The California legislature recently began efforts to pass a bill limiting the ability of athletes to claim worker's compensation benefits from the state of California. The bill is being pushed by professional sports leagues, including those from hockey, soccer, basketball, and baseball, who are trying to close a loophole in California's worker's compensation law. Currently, the law allows athletes to claim benefits even if they have never played for a California-based team. The law permitted players to collect benefits without linking their claims to a specific injury, and allowed them to collect benefits years after they retired, due to the liberal interpretations of the statute of limitations by California judges. The bill passed the Assembly Insurance Committee, and will go to the assembly for further debate.
As a result of California's policies on worker's compensation, the state has become a haven for players filing claims, and claims filed by non-California athletes have grown since the mid-2000's, clogging up dockets and causing insurance companies to raise their rates on employers. A study commissioned by the sports leagues found that the increase in claims could force the worker's compensation premiums for all California workers by 1.3 percent. The bill to close the loophole does have some detractors, who argue that singling out a specific group of workers to limit their benefits would lead to other groups who work out of state, such as truck drivers and salespeople, being singled out, as well.

**Exercises:**
A - Could you write out, word for word, the part of the passage on California's worker's compensation bill for athletes that runs from "As a result" to "out, as well."?
B - Can you pick up the passage on California's worker's compensation bill for athletes and carry it on past its last sentence?
The material after this point is separate from the passage above.

**Dataset extract:**

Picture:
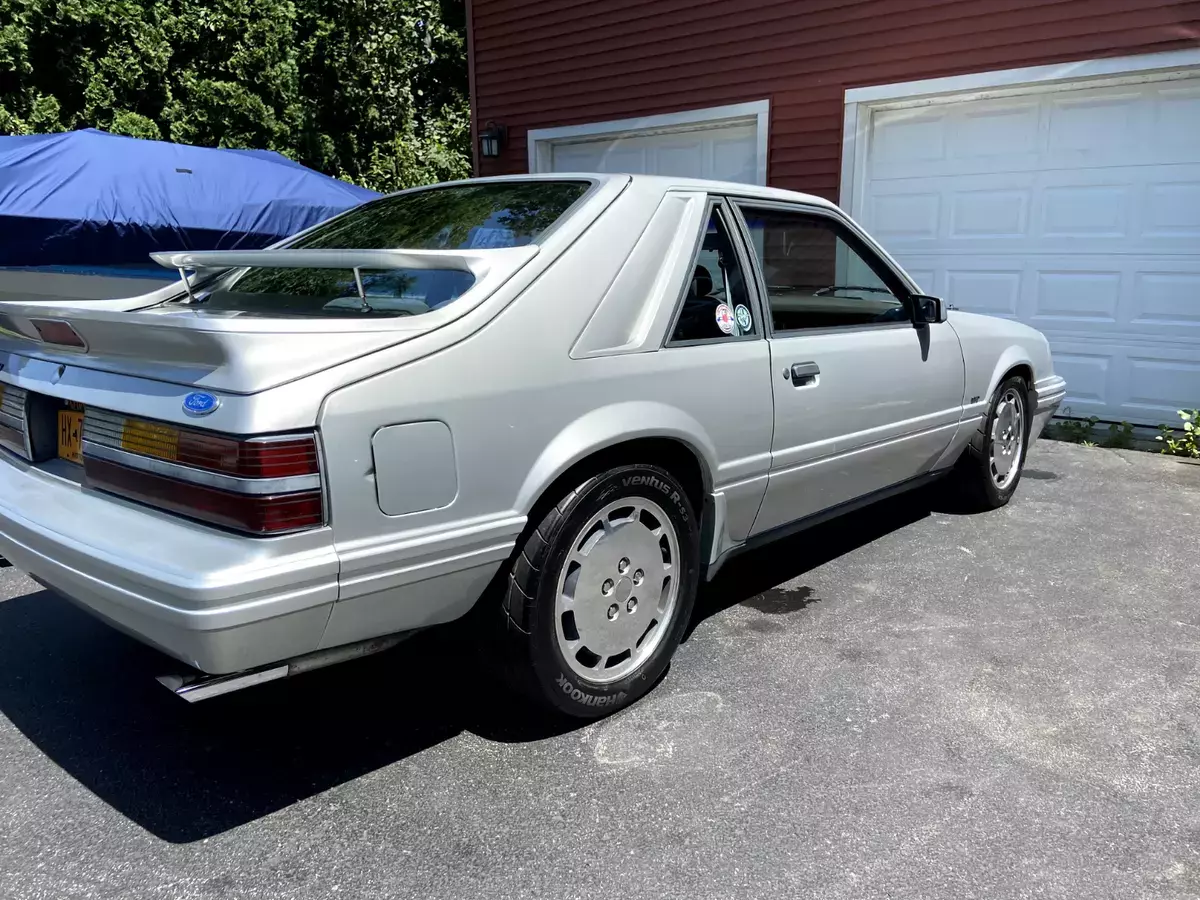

**Written answers:**
A -
As a result of California's policies on worker's compensation, the state has become a haven for players filing claims, and claims filed by non-California athletes have grown since the mid-2000's, clogging up dockets and causing insurance companies to raise their rates on employers. A study commissioned by the sports leagues found that the increase in claims could force the worker's compensation premiums for all California workers by 1.3 percent. The bill to close the loophole does have some detractors, who argue that singling out a specific group of workers to limit their benefits would lead to other groups who work out of state, such as truck drivers and salespeople, being singled out, as well.

B -
Athletes face a great potential for workplace injuries, due to the competitive and physical nature of their occupation. Injuries such as sprained ankles, broken bones, and traumatic brain injuries can cause a tremendous financial burden due to medical bills and lost wages. For this reason, worker's compensation benefits paid by the sports team are a necessity for athletes.
Any worker injured on the job is entitled to claim worker's compensation benefits. The benefits may cover lost wages, medical expenses, any temporary or permanent disability incurred, and any other necessary expenses. A workplace accident or injury need not cost a worker's family valuable and precious money.